**QUESTIONS:**
1 > Decide whether each statement below agrees with the cystic fibrosis passage. Answer yes or no for each, and quote the words of the passage that settle it.
(a) Yourman says the specialized medications have been out for two years.
(b) The passage says all of the studies are funded by the National Institute of Health.
(c) Yourman says a cap on drug prices encourages innovation.
2 > Copy the part of the cystic fibrosis passage that opens with the words containing "The success of" and closes with "to be successful.", substituting "inhaler" for "nebulizer".

**EXCERPT TO READ:**

The success of each new treatment is dependent on individual patients' situations.
"They came out with other inhaled antibiotics that went directly from the nebulizer right into the lungs to target the bacteria," Yourman said. "And now, there are these specialized medications that have been out for two years. It has been slow but [treatments have] been able to [make] people live longer, healthier lives.”
The slow development of CF-targeted drugs is due to funding. Researchers need to seek funds from a variety of organizations, and even then, the research is not guaranteed to be successful.
“Some of the studies are funded by the National Institute of Health, and there is funding from Cystic Fibrosis Foundation,” Yourman said. “I know of a drug that is in research. They’re trying to get it funded. They know it works. They’re trying to get funding and they’re having difficulty getting it. It’s kind of the same thing in the pharmaceutical industry. You have to get the funding in order to bring in new drugs to market. And that’s why the costs are so high. You can have Phase One trials with fantastic results but as it moves along it may make it to market and it may not.”
Developing medication and treatment is expensive: Once a medication has successfully entered the market, companies have to handle promotion and the overall costs of running the business. They face a struggle between maintaining profits and making enough to fund research for new drugs. Putting a cap on drug prices hinders innovation, Yourman said.
“If you’re putting cap controls on the price of drugs and say you can only charge X amount of money and it just meets your bottom line, then there is not going to be any room left for innovation," she said. "It’s really taking away free market. It is basically saying, ‘We, the government, are going to control how much you charge.’ It’s like hindering a private business from doing business.”
When discussing policies created to help patients pay for prescription drugs, Yourman wants politicians to clarify their position. Some patients have several prescription drugs on top of their various monthly bills. Yourman uses a hypothetical college student as an example.
“If you are just graduating from college, how can you afford to even pay?" she asked. "You are not only going to pay to survive but you also have to pay your college loans [on top of the prescriptions].”
Yourman wants health care policies and politicians to be specific in their plans for coverage and answer questions such as: How much? Which medications? And will the plan cover just one prescription or all of a patient’s medication?

**PROVIDED MATERIAL:**

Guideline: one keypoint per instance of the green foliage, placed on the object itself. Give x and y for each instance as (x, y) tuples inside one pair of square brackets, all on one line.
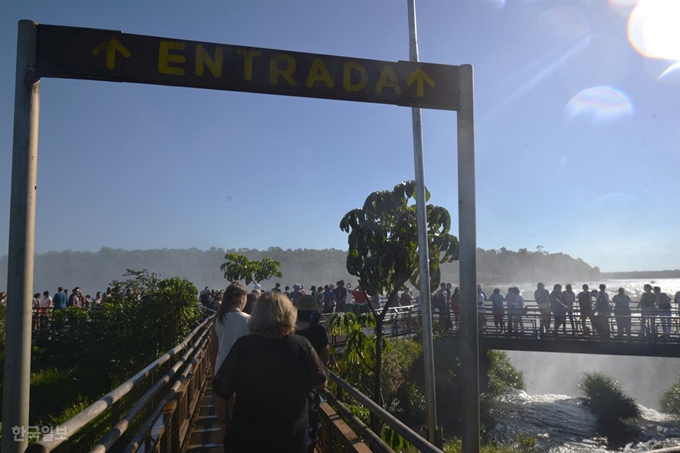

**RESPONSES BY ITEM NUMBER:**
1 >
(a) Yes: "there are these specialized medications that have been out for two years"
(b) No: "Some of the studies are funded by the National Institute of Health, and there is funding from Cystic Fibrosis Foundation"
(c) No: "Putting a cap on drug prices hinders innovation"

2 >
The success of each new treatment is dependent on individual patients' situations.
"They came out with other inhaled antibiotics that went directly from the inhaler right into the lungs to target the bacteria," Yourman said. "And now, there are these specialized medications that have been out for two years. It has been slow but [treatments have] been able to [make] people live longer, healthier lives.”
The slow development of CF-targeted drugs is due to funding. Researchers need to seek funds from a variety of organizations, and even then, the research is not guaranteed to be successful.